[Lines excerpted from a collection]
++++++++++
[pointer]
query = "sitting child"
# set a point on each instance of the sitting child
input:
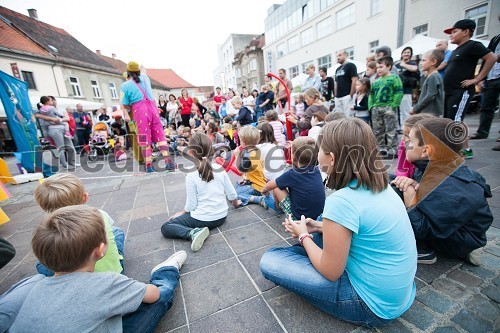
(71, 241)
(65, 189)
(317, 123)
(300, 190)
(207, 189)
(272, 119)
(271, 155)
(404, 167)
(359, 265)
(250, 186)
(446, 201)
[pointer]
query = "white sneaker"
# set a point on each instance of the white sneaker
(199, 239)
(175, 260)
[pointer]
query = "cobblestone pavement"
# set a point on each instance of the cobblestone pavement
(222, 289)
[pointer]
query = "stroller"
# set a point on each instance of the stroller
(101, 142)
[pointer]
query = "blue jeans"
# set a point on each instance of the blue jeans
(147, 316)
(291, 268)
(119, 240)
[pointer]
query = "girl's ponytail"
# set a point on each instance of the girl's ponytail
(205, 170)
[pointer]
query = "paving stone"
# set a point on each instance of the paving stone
(251, 261)
(299, 316)
(483, 307)
(250, 316)
(139, 268)
(492, 292)
(251, 237)
(478, 271)
(238, 218)
(116, 207)
(218, 286)
(450, 288)
(429, 273)
(465, 278)
(446, 329)
(395, 327)
(490, 261)
(436, 301)
(175, 316)
(471, 323)
(215, 249)
(147, 224)
(139, 245)
(418, 316)
(150, 210)
(275, 224)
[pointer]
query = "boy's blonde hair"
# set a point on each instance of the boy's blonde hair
(65, 239)
(60, 190)
(304, 151)
(249, 135)
(236, 99)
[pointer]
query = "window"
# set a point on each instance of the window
(253, 64)
(307, 36)
(112, 88)
(75, 85)
(324, 27)
(28, 78)
(345, 17)
(294, 71)
(479, 15)
(350, 52)
(373, 46)
(420, 30)
(375, 7)
(95, 88)
(293, 43)
(304, 66)
(325, 61)
(281, 50)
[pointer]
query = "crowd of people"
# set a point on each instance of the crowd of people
(358, 247)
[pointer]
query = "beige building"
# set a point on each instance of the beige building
(249, 65)
(431, 17)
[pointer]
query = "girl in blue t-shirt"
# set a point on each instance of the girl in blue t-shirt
(360, 262)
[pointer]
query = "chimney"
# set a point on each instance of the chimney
(33, 14)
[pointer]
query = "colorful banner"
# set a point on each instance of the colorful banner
(20, 117)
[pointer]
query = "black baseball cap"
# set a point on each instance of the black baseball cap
(465, 24)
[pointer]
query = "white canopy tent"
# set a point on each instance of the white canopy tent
(421, 44)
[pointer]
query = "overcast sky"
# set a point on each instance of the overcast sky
(178, 34)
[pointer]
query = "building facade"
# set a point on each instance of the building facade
(228, 50)
(299, 32)
(249, 65)
(420, 20)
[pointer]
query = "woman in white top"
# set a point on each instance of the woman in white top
(207, 189)
(271, 155)
(172, 109)
(317, 123)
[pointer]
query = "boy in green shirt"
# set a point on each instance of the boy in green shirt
(66, 189)
(385, 96)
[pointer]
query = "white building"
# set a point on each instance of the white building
(425, 17)
(225, 76)
(301, 32)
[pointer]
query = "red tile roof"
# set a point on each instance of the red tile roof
(169, 78)
(12, 38)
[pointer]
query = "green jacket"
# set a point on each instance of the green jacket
(386, 91)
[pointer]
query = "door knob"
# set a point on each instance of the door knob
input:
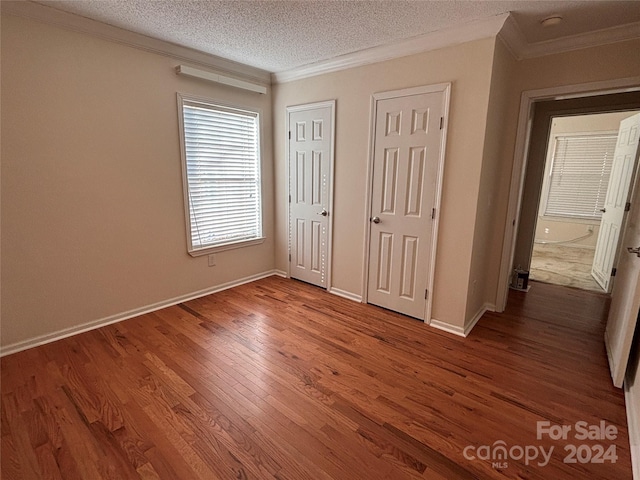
(634, 250)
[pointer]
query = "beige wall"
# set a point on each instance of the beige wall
(606, 62)
(494, 188)
(597, 64)
(468, 67)
(92, 207)
(549, 229)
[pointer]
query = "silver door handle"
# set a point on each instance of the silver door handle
(634, 250)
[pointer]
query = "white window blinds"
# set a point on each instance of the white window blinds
(222, 165)
(579, 175)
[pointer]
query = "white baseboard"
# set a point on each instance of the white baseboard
(460, 331)
(447, 327)
(345, 294)
(487, 307)
(633, 421)
(85, 327)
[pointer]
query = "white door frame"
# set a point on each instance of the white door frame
(523, 134)
(331, 104)
(445, 88)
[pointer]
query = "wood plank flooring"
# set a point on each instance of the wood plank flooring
(279, 379)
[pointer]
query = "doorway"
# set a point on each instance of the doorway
(310, 165)
(533, 138)
(577, 172)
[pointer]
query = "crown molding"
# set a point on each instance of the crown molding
(76, 23)
(515, 40)
(477, 30)
(621, 33)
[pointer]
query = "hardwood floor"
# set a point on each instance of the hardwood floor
(279, 379)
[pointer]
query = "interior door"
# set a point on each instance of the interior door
(622, 171)
(625, 297)
(407, 155)
(310, 178)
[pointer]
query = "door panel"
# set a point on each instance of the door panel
(622, 170)
(310, 150)
(625, 297)
(406, 157)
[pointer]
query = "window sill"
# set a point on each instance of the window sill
(227, 246)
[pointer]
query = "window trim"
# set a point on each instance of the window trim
(546, 184)
(199, 251)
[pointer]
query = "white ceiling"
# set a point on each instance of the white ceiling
(282, 35)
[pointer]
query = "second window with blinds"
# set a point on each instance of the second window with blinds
(221, 174)
(577, 175)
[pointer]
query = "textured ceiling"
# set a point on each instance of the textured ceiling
(282, 35)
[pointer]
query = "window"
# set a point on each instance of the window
(579, 175)
(221, 172)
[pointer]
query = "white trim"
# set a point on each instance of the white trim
(85, 327)
(344, 294)
(447, 327)
(633, 421)
(485, 28)
(76, 23)
(468, 326)
(331, 105)
(445, 89)
(525, 118)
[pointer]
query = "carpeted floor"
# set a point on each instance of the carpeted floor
(563, 265)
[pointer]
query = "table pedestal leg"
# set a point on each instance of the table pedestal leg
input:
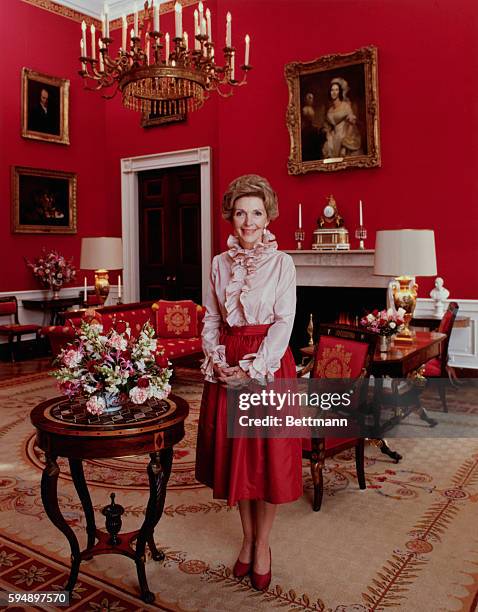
(159, 470)
(78, 476)
(49, 495)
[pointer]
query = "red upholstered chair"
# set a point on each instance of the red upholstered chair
(341, 352)
(438, 367)
(12, 329)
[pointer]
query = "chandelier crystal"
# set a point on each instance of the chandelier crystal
(156, 74)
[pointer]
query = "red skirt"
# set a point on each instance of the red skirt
(245, 468)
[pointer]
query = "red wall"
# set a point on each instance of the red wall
(49, 43)
(428, 54)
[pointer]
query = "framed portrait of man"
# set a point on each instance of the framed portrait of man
(43, 201)
(45, 107)
(332, 115)
(163, 112)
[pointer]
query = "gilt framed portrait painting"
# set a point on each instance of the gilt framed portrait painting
(332, 115)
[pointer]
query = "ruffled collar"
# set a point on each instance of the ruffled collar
(266, 245)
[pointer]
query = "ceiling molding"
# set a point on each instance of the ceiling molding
(77, 10)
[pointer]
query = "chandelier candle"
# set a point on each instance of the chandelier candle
(162, 71)
(107, 23)
(156, 17)
(124, 32)
(83, 36)
(228, 30)
(208, 20)
(93, 42)
(178, 22)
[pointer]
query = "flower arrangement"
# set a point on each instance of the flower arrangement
(52, 269)
(384, 322)
(99, 366)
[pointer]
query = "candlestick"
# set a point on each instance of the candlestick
(136, 18)
(167, 47)
(228, 30)
(201, 16)
(93, 42)
(107, 23)
(102, 65)
(156, 17)
(124, 26)
(83, 36)
(299, 237)
(178, 20)
(196, 29)
(208, 20)
(82, 54)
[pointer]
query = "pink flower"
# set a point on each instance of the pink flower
(72, 358)
(96, 404)
(138, 395)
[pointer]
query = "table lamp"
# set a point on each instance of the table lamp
(101, 254)
(405, 254)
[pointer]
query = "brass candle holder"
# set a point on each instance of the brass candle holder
(299, 237)
(361, 235)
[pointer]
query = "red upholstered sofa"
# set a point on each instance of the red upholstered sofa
(180, 323)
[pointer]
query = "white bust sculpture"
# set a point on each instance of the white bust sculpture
(439, 295)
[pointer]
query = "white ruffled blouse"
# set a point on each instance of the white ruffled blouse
(250, 287)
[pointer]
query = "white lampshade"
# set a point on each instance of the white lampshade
(101, 254)
(405, 253)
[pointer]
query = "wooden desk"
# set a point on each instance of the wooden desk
(54, 307)
(65, 429)
(432, 322)
(401, 361)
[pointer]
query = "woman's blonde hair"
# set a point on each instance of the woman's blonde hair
(250, 185)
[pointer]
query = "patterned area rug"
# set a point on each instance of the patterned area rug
(408, 542)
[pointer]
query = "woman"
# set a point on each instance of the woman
(343, 136)
(250, 312)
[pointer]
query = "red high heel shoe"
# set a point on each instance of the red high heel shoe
(262, 581)
(241, 569)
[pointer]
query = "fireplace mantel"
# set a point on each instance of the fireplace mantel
(336, 269)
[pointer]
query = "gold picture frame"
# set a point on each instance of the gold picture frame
(43, 201)
(333, 112)
(45, 102)
(163, 113)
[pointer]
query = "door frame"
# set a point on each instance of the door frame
(130, 167)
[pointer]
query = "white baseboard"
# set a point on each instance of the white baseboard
(463, 348)
(43, 318)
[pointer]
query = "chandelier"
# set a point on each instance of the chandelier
(156, 74)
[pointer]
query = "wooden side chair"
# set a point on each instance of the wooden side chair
(438, 367)
(12, 329)
(342, 352)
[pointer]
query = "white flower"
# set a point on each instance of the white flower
(138, 395)
(118, 342)
(96, 404)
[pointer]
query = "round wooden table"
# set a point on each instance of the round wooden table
(65, 429)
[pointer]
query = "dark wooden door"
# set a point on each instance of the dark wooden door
(170, 234)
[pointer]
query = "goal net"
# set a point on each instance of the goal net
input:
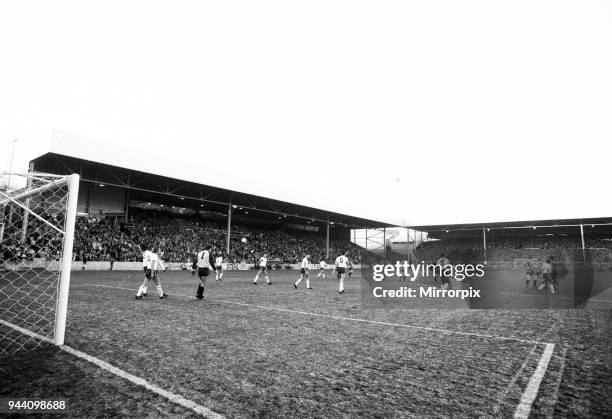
(37, 224)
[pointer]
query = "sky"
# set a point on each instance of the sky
(434, 112)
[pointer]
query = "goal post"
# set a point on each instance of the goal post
(38, 224)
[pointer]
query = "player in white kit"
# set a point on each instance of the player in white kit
(205, 265)
(341, 264)
(146, 255)
(154, 263)
(263, 269)
(322, 267)
(304, 273)
(219, 268)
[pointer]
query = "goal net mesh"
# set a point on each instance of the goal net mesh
(32, 234)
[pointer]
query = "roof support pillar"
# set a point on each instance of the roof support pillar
(229, 226)
(327, 242)
(583, 246)
(484, 243)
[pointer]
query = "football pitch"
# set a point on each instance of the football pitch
(273, 351)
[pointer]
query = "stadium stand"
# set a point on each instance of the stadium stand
(179, 238)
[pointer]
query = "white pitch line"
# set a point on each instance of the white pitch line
(329, 316)
(558, 383)
(174, 398)
(524, 408)
(559, 297)
(504, 394)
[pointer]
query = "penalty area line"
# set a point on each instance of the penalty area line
(352, 319)
(523, 410)
(174, 398)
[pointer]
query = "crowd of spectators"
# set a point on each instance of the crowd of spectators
(509, 249)
(179, 238)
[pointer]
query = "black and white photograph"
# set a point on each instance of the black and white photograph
(291, 209)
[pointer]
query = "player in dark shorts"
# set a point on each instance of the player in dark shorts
(205, 264)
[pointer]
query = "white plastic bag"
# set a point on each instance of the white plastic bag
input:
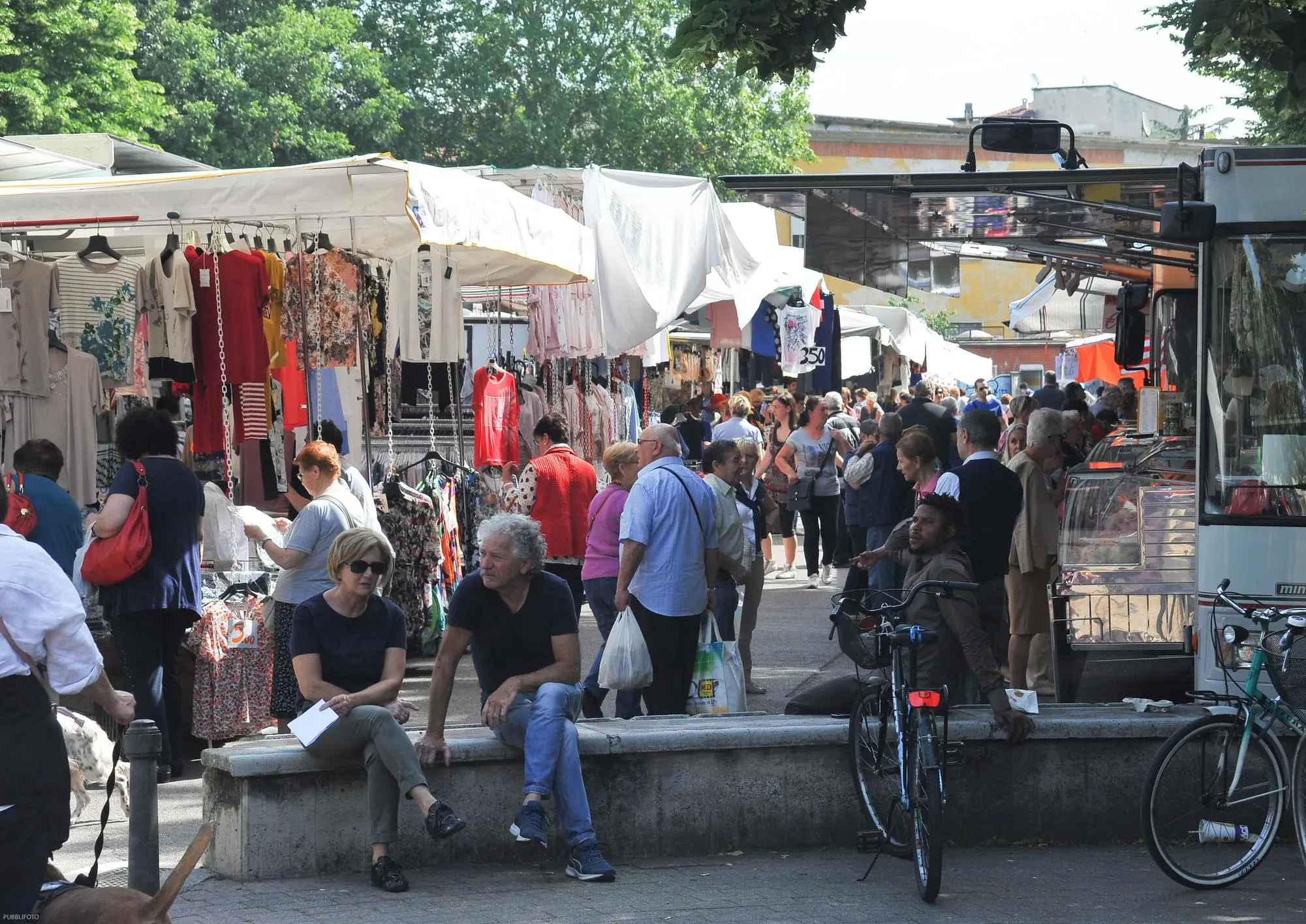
(88, 592)
(626, 664)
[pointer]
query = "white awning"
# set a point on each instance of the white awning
(907, 333)
(375, 204)
(1050, 309)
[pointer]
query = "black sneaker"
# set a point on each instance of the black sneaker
(532, 824)
(442, 822)
(388, 876)
(588, 866)
(589, 707)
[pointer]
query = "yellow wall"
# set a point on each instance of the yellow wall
(987, 286)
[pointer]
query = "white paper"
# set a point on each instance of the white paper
(317, 720)
(1149, 410)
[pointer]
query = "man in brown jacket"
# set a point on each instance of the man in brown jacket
(933, 555)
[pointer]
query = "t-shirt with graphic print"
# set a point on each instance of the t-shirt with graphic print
(99, 306)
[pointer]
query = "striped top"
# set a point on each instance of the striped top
(99, 306)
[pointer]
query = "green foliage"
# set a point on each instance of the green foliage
(257, 85)
(66, 66)
(939, 322)
(1260, 46)
(568, 84)
(776, 38)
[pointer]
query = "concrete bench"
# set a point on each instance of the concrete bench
(686, 786)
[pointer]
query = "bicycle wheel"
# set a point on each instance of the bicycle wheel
(926, 781)
(1299, 795)
(875, 777)
(1199, 832)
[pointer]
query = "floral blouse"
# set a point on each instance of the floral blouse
(326, 301)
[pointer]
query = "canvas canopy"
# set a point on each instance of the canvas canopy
(375, 204)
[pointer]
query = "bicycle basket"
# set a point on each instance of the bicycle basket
(858, 627)
(1286, 668)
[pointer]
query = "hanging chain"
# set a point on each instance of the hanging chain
(228, 451)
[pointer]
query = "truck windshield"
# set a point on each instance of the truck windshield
(1254, 384)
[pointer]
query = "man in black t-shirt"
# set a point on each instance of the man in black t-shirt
(521, 626)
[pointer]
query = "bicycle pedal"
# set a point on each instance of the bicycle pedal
(867, 842)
++++++++++
Problem to solve: Count the lines above that contain the string "sculpture", treating uppercase and lowercase as different. Give only the number.

Result for this exercise: 2